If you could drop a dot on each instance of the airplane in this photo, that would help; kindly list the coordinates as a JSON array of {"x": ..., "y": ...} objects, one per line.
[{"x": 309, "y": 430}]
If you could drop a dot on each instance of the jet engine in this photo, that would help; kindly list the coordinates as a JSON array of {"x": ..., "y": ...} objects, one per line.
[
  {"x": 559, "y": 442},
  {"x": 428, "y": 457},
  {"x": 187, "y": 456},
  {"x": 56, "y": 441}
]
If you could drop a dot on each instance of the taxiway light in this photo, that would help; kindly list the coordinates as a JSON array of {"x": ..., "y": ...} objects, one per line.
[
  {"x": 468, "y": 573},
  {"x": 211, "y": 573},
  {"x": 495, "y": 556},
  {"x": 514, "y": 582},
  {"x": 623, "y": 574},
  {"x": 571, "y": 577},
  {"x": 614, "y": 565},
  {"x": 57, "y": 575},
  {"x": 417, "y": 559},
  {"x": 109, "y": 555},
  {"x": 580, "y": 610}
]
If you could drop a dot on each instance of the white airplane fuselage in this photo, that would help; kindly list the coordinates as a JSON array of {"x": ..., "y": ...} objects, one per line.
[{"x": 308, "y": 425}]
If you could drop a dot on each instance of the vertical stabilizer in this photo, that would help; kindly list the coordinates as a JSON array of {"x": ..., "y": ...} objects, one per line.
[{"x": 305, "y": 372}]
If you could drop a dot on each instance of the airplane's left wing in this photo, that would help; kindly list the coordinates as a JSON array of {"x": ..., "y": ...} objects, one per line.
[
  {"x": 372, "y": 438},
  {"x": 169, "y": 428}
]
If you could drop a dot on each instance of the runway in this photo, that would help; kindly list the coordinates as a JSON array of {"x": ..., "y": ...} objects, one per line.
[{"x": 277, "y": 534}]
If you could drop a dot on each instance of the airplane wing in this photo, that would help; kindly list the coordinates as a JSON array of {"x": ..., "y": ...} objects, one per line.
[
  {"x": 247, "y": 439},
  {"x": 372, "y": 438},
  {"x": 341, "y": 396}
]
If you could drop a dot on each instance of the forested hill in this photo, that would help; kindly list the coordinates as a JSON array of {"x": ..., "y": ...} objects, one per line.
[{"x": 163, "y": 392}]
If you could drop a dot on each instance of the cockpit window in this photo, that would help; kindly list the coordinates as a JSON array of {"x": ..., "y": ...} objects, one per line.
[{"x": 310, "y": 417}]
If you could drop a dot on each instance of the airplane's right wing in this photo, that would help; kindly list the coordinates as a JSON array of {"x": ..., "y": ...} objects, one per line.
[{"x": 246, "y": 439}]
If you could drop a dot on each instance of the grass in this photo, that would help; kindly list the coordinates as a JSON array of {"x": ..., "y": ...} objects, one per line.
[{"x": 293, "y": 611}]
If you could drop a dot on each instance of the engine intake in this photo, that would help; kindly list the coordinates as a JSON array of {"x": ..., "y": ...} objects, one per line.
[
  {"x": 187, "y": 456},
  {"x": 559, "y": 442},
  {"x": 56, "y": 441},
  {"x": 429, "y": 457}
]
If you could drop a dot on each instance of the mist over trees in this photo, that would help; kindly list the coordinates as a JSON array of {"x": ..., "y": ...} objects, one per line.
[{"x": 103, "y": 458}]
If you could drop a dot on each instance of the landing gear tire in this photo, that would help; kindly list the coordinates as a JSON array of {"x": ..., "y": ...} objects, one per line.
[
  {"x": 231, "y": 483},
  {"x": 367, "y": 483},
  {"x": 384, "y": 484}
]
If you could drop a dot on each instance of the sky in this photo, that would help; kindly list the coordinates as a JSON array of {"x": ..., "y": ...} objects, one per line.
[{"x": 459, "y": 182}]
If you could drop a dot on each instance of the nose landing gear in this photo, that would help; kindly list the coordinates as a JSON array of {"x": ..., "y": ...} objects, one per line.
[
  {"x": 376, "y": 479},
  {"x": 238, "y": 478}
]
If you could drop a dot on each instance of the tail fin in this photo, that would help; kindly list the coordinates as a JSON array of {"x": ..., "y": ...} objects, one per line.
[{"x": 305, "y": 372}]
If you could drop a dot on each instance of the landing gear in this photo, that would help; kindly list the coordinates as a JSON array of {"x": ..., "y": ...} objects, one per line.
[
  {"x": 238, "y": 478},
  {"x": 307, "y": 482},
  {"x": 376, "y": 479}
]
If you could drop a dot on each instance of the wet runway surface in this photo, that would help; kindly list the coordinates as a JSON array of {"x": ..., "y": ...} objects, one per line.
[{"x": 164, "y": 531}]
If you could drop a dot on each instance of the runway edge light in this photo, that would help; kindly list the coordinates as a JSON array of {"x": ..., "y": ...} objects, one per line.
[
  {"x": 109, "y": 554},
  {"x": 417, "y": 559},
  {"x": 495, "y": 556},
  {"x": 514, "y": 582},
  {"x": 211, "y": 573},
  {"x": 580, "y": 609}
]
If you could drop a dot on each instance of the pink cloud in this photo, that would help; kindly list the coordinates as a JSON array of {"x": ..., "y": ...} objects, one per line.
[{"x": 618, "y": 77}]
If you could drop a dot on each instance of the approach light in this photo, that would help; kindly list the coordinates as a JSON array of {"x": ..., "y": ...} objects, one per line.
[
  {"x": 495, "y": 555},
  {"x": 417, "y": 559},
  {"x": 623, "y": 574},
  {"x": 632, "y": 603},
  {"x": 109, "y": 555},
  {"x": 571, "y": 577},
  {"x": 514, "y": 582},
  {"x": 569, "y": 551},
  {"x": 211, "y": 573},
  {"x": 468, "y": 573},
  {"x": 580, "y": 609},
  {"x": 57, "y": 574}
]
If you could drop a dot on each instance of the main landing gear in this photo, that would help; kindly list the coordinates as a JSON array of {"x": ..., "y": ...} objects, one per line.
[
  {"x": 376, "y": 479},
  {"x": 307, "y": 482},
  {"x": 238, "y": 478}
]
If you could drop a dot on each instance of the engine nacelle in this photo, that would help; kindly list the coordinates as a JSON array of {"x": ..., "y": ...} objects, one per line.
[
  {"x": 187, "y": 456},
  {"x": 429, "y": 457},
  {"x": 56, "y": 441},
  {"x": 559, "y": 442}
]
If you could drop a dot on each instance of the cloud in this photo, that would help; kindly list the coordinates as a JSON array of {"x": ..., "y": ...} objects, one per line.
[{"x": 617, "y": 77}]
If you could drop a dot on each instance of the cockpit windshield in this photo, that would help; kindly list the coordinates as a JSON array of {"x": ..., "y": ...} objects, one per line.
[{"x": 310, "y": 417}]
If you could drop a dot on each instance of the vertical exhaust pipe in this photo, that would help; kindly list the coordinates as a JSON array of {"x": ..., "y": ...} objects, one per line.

Task requirements: Exact duplication of all the data above is expected.

Problem solution:
If you could drop a dot on each instance of the airplane in this photo, that would help; kindly list the coordinates as a JSON array of {"x": ..., "y": ...} objects, one per line.
[{"x": 309, "y": 430}]
If you could drop a dot on each instance of the jet engine in this photo, that would help; kindly list the coordinates as a JSON array of {"x": ..., "y": ...} objects, one per line.
[
  {"x": 559, "y": 442},
  {"x": 428, "y": 457},
  {"x": 187, "y": 456},
  {"x": 56, "y": 441}
]
If you could drop a dot on each instance of the taxiway light in this photo, that would help; kindly list the coordinates as a JSON array of {"x": ..., "y": ...} objects, one per line.
[
  {"x": 468, "y": 573},
  {"x": 211, "y": 573},
  {"x": 495, "y": 556},
  {"x": 514, "y": 582},
  {"x": 623, "y": 574},
  {"x": 571, "y": 577},
  {"x": 614, "y": 565},
  {"x": 57, "y": 575},
  {"x": 417, "y": 559},
  {"x": 109, "y": 555},
  {"x": 580, "y": 610}
]
If you could drop a dot on each instance of the white airplane fuselage in this photo, that would help; kindly list the coordinates as a JSON array of {"x": ..., "y": ...} objects, one per line.
[{"x": 308, "y": 425}]
If you could drop a dot on each instance of the vertical stabilizer in this photo, that would help; kindly list the coordinates as a JSON array of {"x": ..., "y": ...} objects, one per line.
[{"x": 305, "y": 372}]
If you could drop a dot on each instance of the airplane's left wing in this photo, that would help; kindly list the coordinates as a JSON array of {"x": ..., "y": ...} objects, one per line.
[
  {"x": 372, "y": 438},
  {"x": 169, "y": 428}
]
If you could drop a dot on each instance of the runway in this photo, that would help; kindly list the coordinates as a JSON array of {"x": ..., "y": ...} objects, one per line.
[{"x": 277, "y": 534}]
If you could drop a dot on each instance of the airplane wing in this photo, that would help; kindly list the coordinates as a JSON array of {"x": ..., "y": ...} objects, one per line.
[
  {"x": 247, "y": 439},
  {"x": 372, "y": 438},
  {"x": 341, "y": 396}
]
If you could drop a dot on each instance of the forested hill in this photo, that would help; kindly list the coordinates as a JSON array of {"x": ..., "y": ...} objects, one per line.
[{"x": 163, "y": 392}]
If you could drop a dot on each instance of the cockpit window in this photo, that would help; kindly list the coordinates as a JSON array of {"x": ..., "y": ...} objects, one per line.
[{"x": 310, "y": 417}]
If you could drop a dot on each instance of the airplane's right wing in this photo, that would help; kindly list the coordinates as a JSON array of {"x": ..., "y": ...} objects, one per line.
[{"x": 246, "y": 439}]
If you could drop a dot on each instance of the grass in this photo, that would help; kindly list the coordinates as a JSON array of {"x": ..., "y": ...} objects, one per line.
[{"x": 293, "y": 611}]
If you could drop a dot on each instance of the engine intake in this photo, that would help; kindly list the coordinates as a JSON array of {"x": ..., "y": ...} objects, one per line.
[
  {"x": 187, "y": 456},
  {"x": 559, "y": 442},
  {"x": 56, "y": 441},
  {"x": 429, "y": 457}
]
If you could drop a dot on each instance of the mist over trees in this photo, that would help; kindly list the coordinates as a JSON array of {"x": ..., "y": ...} objects, one per line.
[{"x": 103, "y": 458}]
If you could drop a dot on each instance of the landing gear tire in this photo, that would help; kindly list the coordinates as a JSON array of {"x": ..., "y": ...} objects, one per line.
[
  {"x": 231, "y": 483},
  {"x": 367, "y": 483},
  {"x": 384, "y": 484}
]
If you could drop a dot on each instance of the sky in this photo, that would help; kindly list the coordinates as a JSON array of {"x": ..., "y": ...} objects, one per line.
[{"x": 459, "y": 182}]
If you could drop a dot on each instance of the nose landing gear in this photo, that would help; kindly list the coordinates as a JSON array of {"x": ..., "y": ...} objects, one per line.
[
  {"x": 376, "y": 479},
  {"x": 238, "y": 478}
]
If you could drop a dot on each instance of the tail fin in this photo, that would help; kindly list the coordinates as a JSON array of {"x": ..., "y": ...} objects, one per line.
[{"x": 305, "y": 372}]
If you could drop a dot on each instance of the landing gear in this photo, that would help; kindly list the coordinates as a JSON array of {"x": ..., "y": ...} objects, one per line.
[
  {"x": 238, "y": 478},
  {"x": 307, "y": 482},
  {"x": 376, "y": 479}
]
If you could drop a dot on each instance of the wet runway surface in this photo, that would help; kindly list the coordinates as a JSON array of {"x": ..., "y": ...} objects, one per line.
[{"x": 164, "y": 531}]
If you could drop a dot on each instance of the runway edge light in this photo, that would help; kindly list the coordinates as a JSON array of {"x": ..., "y": ...} objects, one per line.
[
  {"x": 109, "y": 554},
  {"x": 417, "y": 559},
  {"x": 495, "y": 556},
  {"x": 514, "y": 582},
  {"x": 211, "y": 573},
  {"x": 580, "y": 609}
]
If you could drop a dot on each instance of the pink cloud in this photo, that would help; kindly list the coordinates as a JSON array of {"x": ..., "y": ...} objects, one per line.
[{"x": 618, "y": 77}]
If you could drop a dot on each instance of the approach light in this photo, that would help; kindly list the coordinates as a JSON array of {"x": ..., "y": ...} objects, one per line.
[
  {"x": 495, "y": 555},
  {"x": 417, "y": 559},
  {"x": 623, "y": 574},
  {"x": 632, "y": 603},
  {"x": 109, "y": 555},
  {"x": 571, "y": 577},
  {"x": 514, "y": 582},
  {"x": 569, "y": 551},
  {"x": 211, "y": 573},
  {"x": 468, "y": 573},
  {"x": 580, "y": 609},
  {"x": 57, "y": 574}
]
If you could drop a dot on each instance of the main landing gear in this photo, that would help; kindly list the coordinates as a JSON array of {"x": ..., "y": ...} objects, one per line.
[
  {"x": 376, "y": 479},
  {"x": 307, "y": 482},
  {"x": 238, "y": 478}
]
If you could drop a dot on each instance of the engine nacelle in this photo, that would help; kindly list the coordinates as a JSON array of {"x": ..., "y": ...} objects, one per line.
[
  {"x": 187, "y": 456},
  {"x": 429, "y": 457},
  {"x": 56, "y": 441},
  {"x": 559, "y": 442}
]
If you could drop a dot on each instance of the cloud in this photo, that would help; kindly list the coordinates as a JSON array of {"x": ..., "y": ...} objects, one per line.
[{"x": 617, "y": 77}]
If you could drop a dot on each instance of the cockpit windshield in this photo, that would help; kindly list the coordinates as a JSON array of {"x": ..., "y": ...} objects, one per line.
[{"x": 310, "y": 417}]
If you could drop a dot on each instance of the vertical exhaust pipe in this photo, that would help; kindly list the coordinates as a JSON array of {"x": ..., "y": ...} objects, one per line.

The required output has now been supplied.